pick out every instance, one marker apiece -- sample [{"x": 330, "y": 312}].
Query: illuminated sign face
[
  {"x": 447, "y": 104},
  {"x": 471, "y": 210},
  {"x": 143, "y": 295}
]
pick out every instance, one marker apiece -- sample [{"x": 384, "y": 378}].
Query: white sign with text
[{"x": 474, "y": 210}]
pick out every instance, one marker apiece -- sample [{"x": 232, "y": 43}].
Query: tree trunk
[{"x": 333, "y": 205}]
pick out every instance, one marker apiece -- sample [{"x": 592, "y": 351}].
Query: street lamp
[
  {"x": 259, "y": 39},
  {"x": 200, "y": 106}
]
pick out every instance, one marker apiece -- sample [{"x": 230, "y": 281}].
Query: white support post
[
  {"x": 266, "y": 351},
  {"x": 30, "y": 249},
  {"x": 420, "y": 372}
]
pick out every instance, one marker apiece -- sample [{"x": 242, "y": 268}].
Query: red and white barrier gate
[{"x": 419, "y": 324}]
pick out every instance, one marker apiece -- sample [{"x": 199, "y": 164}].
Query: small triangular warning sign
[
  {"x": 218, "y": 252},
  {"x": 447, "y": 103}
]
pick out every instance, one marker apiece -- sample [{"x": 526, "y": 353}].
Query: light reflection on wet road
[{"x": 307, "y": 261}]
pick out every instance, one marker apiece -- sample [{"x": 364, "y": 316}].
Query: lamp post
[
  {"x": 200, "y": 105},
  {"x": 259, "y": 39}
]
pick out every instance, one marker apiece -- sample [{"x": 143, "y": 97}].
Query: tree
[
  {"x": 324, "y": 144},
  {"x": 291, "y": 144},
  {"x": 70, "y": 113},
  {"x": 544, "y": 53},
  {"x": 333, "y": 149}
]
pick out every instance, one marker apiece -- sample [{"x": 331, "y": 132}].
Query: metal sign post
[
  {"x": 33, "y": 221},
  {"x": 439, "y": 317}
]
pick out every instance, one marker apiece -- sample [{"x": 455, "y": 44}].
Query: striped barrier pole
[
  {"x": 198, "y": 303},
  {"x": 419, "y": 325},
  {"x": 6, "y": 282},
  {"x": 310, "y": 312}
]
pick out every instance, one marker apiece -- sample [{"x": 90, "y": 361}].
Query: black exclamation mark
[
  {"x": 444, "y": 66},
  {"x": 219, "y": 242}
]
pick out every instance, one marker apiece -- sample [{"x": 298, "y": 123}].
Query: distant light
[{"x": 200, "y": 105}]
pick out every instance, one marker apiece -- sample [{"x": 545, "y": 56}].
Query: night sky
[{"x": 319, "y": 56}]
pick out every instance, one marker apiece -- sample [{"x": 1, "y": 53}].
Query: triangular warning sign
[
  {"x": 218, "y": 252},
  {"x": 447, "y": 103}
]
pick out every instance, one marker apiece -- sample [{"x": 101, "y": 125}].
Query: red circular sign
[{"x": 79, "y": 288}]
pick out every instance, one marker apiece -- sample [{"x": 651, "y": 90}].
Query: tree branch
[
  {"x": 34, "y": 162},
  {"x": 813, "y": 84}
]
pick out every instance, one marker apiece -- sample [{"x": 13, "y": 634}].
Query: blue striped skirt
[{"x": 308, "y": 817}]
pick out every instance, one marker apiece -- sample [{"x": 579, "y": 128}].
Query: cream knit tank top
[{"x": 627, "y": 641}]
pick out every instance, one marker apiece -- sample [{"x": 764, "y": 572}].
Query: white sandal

| Directions for this task |
Set down the data once more, word for word.

| Reply |
pick out every instance, one marker apiece -- sample [{"x": 330, "y": 312}].
Query: illuminated sign face
[
  {"x": 447, "y": 104},
  {"x": 471, "y": 210},
  {"x": 143, "y": 295}
]
pick out every instance, one marker apiece -- sample [{"x": 384, "y": 378}].
Query: white sign with text
[{"x": 474, "y": 210}]
pick out every instance, one marker apiece -- sample [{"x": 232, "y": 43}].
Query: tree trunk
[{"x": 333, "y": 205}]
pick out every instance, one marker apiece -- sample [{"x": 592, "y": 351}].
Query: street lamp
[
  {"x": 259, "y": 39},
  {"x": 200, "y": 106}
]
pick out every instance, one marker apiece -- sample [{"x": 230, "y": 281}].
Query: white support post
[
  {"x": 266, "y": 351},
  {"x": 30, "y": 249},
  {"x": 420, "y": 372}
]
pick out every instance, one marker apiece -- sample [{"x": 242, "y": 268}].
Query: red and white barrier gate
[{"x": 419, "y": 324}]
pick out every instance, one marker apiece -- sample [{"x": 199, "y": 164}].
Query: small triangular warning sign
[
  {"x": 218, "y": 252},
  {"x": 447, "y": 103}
]
pick out every instance, one marker apiece -- sample [{"x": 526, "y": 353}].
Query: light reflection on wet road
[{"x": 307, "y": 261}]
pick out every instance, one marker apiece -- sample [{"x": 364, "y": 316}].
Query: lamp post
[
  {"x": 200, "y": 105},
  {"x": 259, "y": 39}
]
pick out every instance, one marker apiece -- sample [{"x": 143, "y": 97}].
Query: tree
[
  {"x": 324, "y": 144},
  {"x": 291, "y": 144},
  {"x": 70, "y": 113},
  {"x": 544, "y": 53},
  {"x": 333, "y": 149}
]
pick out every instance, one marker apiece -- sample [{"x": 331, "y": 132}].
Query: metal sign post
[
  {"x": 33, "y": 221},
  {"x": 439, "y": 317}
]
pick out every instance, one marker apiece -- sample [{"x": 455, "y": 44}].
Query: striped barrier pole
[
  {"x": 198, "y": 303},
  {"x": 419, "y": 325},
  {"x": 6, "y": 282},
  {"x": 310, "y": 312}
]
pick out every instance, one marker apiece -- sample [{"x": 90, "y": 361}].
Query: black exclamation mark
[
  {"x": 444, "y": 66},
  {"x": 219, "y": 242}
]
pick out every instance, one marker apiece -- sample [{"x": 298, "y": 123}].
Query: distant light
[{"x": 200, "y": 105}]
pick out every instance, one marker apiece -- sample [{"x": 545, "y": 56}].
Query: night sky
[{"x": 319, "y": 56}]
pick out every instance, one marker apiece -- sample [{"x": 1, "y": 53}].
Query: triangular warning sign
[
  {"x": 218, "y": 252},
  {"x": 447, "y": 103}
]
pick out every instance, one marker apiece -- sample [{"x": 101, "y": 125}].
Query: red circular sign
[{"x": 79, "y": 288}]
pick out every instance, one marker apiece -- sample [{"x": 651, "y": 90}].
Query: tree branch
[
  {"x": 34, "y": 162},
  {"x": 813, "y": 84}
]
pick out every instance, one marker apiece -- sample [{"x": 13, "y": 634}].
Query: blue striped skirt
[{"x": 308, "y": 817}]
pick out every instance, one marker apiece -- sample [{"x": 579, "y": 128}].
Query: cream knit tank top
[{"x": 627, "y": 641}]
pick out every instance, one marker apiece -- sample [{"x": 764, "y": 572}].
Query: white sandal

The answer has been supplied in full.